Start of Block

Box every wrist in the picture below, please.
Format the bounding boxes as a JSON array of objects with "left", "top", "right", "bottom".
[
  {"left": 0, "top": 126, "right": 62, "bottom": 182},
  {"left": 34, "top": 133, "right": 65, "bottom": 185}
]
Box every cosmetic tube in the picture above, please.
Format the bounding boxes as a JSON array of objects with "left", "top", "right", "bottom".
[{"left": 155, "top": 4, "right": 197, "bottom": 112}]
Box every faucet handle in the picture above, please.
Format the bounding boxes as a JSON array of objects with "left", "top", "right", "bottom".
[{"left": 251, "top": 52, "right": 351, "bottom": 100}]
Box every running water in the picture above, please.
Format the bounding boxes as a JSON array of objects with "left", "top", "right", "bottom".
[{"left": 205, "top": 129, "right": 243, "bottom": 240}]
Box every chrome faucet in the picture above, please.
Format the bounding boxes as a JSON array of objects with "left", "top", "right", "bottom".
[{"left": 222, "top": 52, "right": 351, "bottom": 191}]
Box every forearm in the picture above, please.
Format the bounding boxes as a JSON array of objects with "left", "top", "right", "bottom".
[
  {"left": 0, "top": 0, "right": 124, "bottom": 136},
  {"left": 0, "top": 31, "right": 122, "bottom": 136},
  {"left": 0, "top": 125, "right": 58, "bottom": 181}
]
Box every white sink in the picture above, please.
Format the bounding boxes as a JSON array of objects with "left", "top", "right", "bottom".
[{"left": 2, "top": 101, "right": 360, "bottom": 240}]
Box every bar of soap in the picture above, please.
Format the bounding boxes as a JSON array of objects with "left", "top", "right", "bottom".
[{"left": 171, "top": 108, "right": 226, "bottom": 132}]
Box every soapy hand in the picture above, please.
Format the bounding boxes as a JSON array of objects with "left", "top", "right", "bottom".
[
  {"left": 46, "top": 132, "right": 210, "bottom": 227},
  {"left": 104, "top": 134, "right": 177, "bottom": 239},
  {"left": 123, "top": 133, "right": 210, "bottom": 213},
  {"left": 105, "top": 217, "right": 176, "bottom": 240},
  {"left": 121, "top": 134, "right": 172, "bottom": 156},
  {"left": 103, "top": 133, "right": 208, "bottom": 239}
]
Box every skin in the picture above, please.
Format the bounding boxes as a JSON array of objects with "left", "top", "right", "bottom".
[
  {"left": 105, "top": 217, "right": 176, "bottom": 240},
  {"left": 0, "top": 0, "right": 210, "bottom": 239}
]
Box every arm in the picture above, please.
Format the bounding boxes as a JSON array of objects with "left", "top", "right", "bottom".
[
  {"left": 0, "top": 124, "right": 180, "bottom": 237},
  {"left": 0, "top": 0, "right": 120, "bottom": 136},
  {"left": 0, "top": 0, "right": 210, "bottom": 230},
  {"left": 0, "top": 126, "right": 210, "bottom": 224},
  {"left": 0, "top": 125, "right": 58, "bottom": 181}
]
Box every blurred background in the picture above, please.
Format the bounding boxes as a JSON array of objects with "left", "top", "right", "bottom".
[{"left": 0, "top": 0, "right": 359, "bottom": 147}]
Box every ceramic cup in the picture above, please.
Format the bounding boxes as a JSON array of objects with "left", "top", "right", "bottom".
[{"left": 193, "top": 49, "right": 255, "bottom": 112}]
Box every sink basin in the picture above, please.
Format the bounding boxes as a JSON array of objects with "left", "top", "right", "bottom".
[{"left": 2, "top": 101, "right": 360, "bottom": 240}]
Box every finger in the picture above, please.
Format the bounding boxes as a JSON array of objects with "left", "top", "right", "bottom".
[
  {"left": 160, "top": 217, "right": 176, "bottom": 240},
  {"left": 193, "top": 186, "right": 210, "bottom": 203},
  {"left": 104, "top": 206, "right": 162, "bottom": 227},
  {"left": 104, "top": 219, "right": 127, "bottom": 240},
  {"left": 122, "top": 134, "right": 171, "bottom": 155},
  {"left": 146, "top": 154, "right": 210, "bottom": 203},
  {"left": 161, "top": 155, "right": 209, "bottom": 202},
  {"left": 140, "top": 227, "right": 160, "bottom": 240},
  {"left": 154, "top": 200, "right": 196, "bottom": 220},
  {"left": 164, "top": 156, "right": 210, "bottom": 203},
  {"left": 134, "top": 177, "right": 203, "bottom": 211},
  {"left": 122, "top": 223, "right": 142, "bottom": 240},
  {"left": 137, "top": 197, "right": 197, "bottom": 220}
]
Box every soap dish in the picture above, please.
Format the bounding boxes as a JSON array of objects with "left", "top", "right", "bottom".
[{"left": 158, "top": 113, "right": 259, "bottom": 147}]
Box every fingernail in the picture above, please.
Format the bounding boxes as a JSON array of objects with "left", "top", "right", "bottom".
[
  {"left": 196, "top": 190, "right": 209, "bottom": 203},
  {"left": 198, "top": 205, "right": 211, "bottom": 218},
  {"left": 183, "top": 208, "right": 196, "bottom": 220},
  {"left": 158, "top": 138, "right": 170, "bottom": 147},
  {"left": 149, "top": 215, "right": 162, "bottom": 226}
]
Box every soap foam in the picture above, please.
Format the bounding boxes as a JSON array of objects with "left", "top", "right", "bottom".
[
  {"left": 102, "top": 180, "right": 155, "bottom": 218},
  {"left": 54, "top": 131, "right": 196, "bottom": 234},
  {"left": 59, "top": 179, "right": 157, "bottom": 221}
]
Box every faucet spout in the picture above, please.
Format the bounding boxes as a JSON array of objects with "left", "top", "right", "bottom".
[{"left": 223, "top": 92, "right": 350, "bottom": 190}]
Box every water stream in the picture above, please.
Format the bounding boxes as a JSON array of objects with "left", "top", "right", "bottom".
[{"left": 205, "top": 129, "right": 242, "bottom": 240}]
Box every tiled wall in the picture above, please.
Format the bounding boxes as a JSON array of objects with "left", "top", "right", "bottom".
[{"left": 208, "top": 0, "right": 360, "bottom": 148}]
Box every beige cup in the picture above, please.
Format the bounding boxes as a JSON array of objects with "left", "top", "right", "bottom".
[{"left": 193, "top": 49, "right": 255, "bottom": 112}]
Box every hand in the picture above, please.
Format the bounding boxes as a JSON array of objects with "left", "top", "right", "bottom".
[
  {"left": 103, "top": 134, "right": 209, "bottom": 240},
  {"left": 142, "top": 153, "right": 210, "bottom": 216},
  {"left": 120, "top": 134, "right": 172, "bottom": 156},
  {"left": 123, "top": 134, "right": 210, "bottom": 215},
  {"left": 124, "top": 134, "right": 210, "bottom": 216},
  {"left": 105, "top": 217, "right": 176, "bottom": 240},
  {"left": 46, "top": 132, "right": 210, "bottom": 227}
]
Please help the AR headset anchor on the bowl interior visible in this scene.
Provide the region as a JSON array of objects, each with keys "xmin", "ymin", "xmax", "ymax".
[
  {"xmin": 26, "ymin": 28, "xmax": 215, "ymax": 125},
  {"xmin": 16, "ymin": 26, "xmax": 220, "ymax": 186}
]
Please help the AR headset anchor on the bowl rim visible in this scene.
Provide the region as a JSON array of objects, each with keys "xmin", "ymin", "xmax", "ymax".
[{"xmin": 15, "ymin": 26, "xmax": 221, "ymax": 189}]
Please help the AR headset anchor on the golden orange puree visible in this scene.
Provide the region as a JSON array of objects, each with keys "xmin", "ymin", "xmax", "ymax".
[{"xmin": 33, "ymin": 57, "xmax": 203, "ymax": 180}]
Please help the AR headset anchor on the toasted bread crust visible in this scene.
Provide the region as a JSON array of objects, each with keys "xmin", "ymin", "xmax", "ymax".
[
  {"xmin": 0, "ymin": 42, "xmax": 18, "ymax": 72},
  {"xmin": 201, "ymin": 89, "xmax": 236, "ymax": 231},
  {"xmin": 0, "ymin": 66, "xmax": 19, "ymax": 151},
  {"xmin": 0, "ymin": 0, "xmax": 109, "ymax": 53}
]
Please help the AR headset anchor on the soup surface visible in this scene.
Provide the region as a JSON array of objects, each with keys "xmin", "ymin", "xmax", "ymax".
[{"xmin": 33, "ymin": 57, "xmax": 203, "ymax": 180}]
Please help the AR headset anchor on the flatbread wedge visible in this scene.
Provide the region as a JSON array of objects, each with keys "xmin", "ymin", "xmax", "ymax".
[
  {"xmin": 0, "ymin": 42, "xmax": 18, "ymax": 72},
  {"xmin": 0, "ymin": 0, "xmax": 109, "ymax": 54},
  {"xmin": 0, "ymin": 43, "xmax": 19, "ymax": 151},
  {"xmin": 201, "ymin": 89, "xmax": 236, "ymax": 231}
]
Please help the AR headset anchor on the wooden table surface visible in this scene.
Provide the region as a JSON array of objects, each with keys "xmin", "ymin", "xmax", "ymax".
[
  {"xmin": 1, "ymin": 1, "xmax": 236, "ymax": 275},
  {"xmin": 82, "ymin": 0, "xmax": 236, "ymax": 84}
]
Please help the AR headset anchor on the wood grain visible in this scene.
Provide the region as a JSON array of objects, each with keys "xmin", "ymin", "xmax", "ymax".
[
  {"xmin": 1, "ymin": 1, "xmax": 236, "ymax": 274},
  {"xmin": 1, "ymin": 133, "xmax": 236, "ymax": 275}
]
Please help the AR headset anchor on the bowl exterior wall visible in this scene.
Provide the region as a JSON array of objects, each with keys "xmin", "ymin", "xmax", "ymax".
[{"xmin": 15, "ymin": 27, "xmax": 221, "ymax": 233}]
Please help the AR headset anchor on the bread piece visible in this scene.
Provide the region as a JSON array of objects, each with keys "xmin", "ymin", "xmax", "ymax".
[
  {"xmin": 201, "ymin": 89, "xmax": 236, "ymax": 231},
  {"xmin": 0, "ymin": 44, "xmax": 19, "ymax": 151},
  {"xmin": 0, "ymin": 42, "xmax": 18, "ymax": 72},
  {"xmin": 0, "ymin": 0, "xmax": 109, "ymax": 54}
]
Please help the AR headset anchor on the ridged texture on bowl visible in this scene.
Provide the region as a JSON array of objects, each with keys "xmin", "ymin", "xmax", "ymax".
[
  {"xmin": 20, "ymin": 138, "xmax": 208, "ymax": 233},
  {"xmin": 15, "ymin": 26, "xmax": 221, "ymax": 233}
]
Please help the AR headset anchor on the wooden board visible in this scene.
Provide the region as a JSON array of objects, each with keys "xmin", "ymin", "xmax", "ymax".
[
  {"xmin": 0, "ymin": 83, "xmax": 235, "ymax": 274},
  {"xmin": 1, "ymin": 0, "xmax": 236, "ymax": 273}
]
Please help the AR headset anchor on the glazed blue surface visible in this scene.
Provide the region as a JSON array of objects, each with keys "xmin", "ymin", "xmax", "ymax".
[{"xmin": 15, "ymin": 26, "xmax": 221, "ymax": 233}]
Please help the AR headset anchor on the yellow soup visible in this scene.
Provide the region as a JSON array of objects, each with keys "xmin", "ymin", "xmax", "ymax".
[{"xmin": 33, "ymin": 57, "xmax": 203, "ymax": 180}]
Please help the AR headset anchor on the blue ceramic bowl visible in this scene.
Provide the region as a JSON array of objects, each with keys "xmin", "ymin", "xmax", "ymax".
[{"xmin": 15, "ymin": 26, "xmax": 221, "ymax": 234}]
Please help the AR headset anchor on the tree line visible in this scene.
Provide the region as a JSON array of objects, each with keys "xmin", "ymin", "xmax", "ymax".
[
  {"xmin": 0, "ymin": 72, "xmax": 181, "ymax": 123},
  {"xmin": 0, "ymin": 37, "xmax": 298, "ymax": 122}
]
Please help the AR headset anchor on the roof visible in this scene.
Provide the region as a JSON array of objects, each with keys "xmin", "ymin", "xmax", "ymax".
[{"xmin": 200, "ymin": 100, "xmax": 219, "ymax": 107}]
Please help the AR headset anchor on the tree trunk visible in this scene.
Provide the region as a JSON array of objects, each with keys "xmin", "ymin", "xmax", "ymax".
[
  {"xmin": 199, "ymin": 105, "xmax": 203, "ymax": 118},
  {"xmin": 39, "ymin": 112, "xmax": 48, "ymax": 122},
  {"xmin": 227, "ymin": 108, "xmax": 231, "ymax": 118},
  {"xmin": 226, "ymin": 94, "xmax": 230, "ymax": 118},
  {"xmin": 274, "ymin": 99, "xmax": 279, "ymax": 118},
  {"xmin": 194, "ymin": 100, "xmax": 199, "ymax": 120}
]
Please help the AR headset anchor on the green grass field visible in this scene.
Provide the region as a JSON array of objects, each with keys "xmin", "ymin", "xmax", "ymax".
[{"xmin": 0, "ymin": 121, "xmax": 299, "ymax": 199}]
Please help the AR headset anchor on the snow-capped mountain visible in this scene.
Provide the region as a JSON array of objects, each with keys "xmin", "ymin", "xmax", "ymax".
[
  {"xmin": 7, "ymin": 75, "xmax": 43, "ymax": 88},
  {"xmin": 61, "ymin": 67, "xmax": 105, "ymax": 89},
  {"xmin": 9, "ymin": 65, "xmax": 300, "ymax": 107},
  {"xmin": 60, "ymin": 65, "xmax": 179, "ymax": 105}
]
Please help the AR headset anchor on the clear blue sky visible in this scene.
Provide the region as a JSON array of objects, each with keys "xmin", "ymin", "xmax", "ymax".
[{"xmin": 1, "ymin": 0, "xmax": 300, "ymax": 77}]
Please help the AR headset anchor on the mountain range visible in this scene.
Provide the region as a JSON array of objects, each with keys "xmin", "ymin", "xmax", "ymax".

End of Block

Task requirements — Begin with the line that contains "Please help the AR headset anchor on the snow-capped". Repeat it and every line after it through the end of the listing, exactly, and print nothing more.

Your solution —
Please help the AR headset anchor on the snow-capped mountain visible in this scene.
Provide the region as a JSON array of objects, each with keys "xmin", "ymin", "xmax", "ymax".
[
  {"xmin": 7, "ymin": 75, "xmax": 43, "ymax": 88},
  {"xmin": 61, "ymin": 67, "xmax": 105, "ymax": 89},
  {"xmin": 9, "ymin": 65, "xmax": 300, "ymax": 107},
  {"xmin": 60, "ymin": 65, "xmax": 179, "ymax": 105}
]
Please help the AR headset anchor on the clear blue sky visible in this scene.
Provide the region as a JSON array of objects, each with keys "xmin", "ymin", "xmax", "ymax".
[{"xmin": 1, "ymin": 0, "xmax": 300, "ymax": 77}]
Please help the AR headset anchor on the mountain range visible in this scene.
Provide the region as a JSON array of objects, each with keys "xmin", "ymin", "xmax", "ymax".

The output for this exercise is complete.